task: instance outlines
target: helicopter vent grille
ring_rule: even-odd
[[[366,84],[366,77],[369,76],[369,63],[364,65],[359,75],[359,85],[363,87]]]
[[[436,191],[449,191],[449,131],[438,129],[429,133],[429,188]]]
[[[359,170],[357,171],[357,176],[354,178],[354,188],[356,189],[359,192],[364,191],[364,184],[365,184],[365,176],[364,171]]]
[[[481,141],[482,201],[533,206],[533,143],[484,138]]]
□ □ □
**Given exercise:**
Output every line of the listing above as a JSON array of strings, one string per line, with blank lines omitted.

**Task output:**
[
  "task: instance outlines",
  "target: helicopter vent grille",
  "ring_rule: even-odd",
  "[[[366,84],[366,77],[369,76],[369,63],[364,65],[359,75],[359,85],[363,87]]]",
  "[[[436,191],[449,191],[449,131],[438,129],[429,133],[429,188]]]",
  "[[[359,170],[357,171],[357,176],[354,178],[354,188],[356,189],[359,192],[364,191],[364,184],[365,184],[365,176],[364,171]]]",
  "[[[481,141],[482,201],[533,206],[533,143],[484,138]]]"
]